Quoted text
----

My own choice for company of the century is General Electric, which began the century as an industrial company with sales of less than $16 million and, catching almost every wave, evolved into a diversified manufacturing and finance colossus with strong positions in media and information. This year's sales are expected to exceed $100 billion, and with market capitalization of $302 billion, the company is in a close race with Microsoft for the title of Most Valuable. GE chairman Jack Welch isn't the innovator that GE's founder Thomas A. Edison was, but this son of a railroad conductor and lifelong GE employee would certainly get my vote for ceo of the century.

While our issue venerates business leaders and the economic system that allows them to flourish, we should be mindful of the limitations of both. In the years after Vietnam and Watergate, many of us lost faith in our politicians and our military leaders. Instead, we mistakenly looked to the business community to fill the void. Most successful entrepreneurs and executives benefit from their single-minded focus on creating wealth, and when talking about their businesses, they do so with passion. But when discussing society's broader issues, they are too often simplistic and uninformed, and they rarely understand that government's stakeholders have different interests from their own company's shareholders'. Moreover, they tend to be authoritarian, and they aren't often very tolerant of contrary opinions. Lee Iacocca, the charismatic auto executive who did great work at Ford and Chrysler, was one ceo who recognized his limitations. Following publication of his autobiography, Iacocca, which sold 7 million copies, he flirted briefly with making a run for the presidency. In the end, Iacocca decided against it, realizing he would never have the patience required to deal with Congress. Compromising to achieve consensus wasn't his long suit, he told me. It would be good if others seeking the presidency, such as Ross Perot and son-of-a-businessman Steve Forbes, better understood this handicap.

----

Listed entries
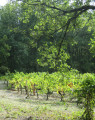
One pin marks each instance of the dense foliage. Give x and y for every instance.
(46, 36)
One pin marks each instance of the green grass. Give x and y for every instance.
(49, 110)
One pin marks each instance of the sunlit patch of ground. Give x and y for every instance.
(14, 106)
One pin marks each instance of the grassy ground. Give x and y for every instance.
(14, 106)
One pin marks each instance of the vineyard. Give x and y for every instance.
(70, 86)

----

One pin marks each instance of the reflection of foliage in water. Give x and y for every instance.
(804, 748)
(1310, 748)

----

What is needed
Please pull the passage on business leaders word for word, beginning at the words "My own choice" and stopping after "of the century.".

Solution to this problem
My own choice for company of the century is General Electric, which began the century as an industrial company with sales of less than $16 million and, catching almost every wave, evolved into a diversified manufacturing and finance colossus with strong positions in media and information. This year's sales are expected to exceed $100 billion, and with market capitalization of $302 billion, the company is in a close race with Microsoft for the title of Most Valuable. GE chairman Jack Welch isn't the innovator that GE's founder Thomas A. Edison was, but this son of a railroad conductor and lifelong GE employee would certainly get my vote for ceo of the century.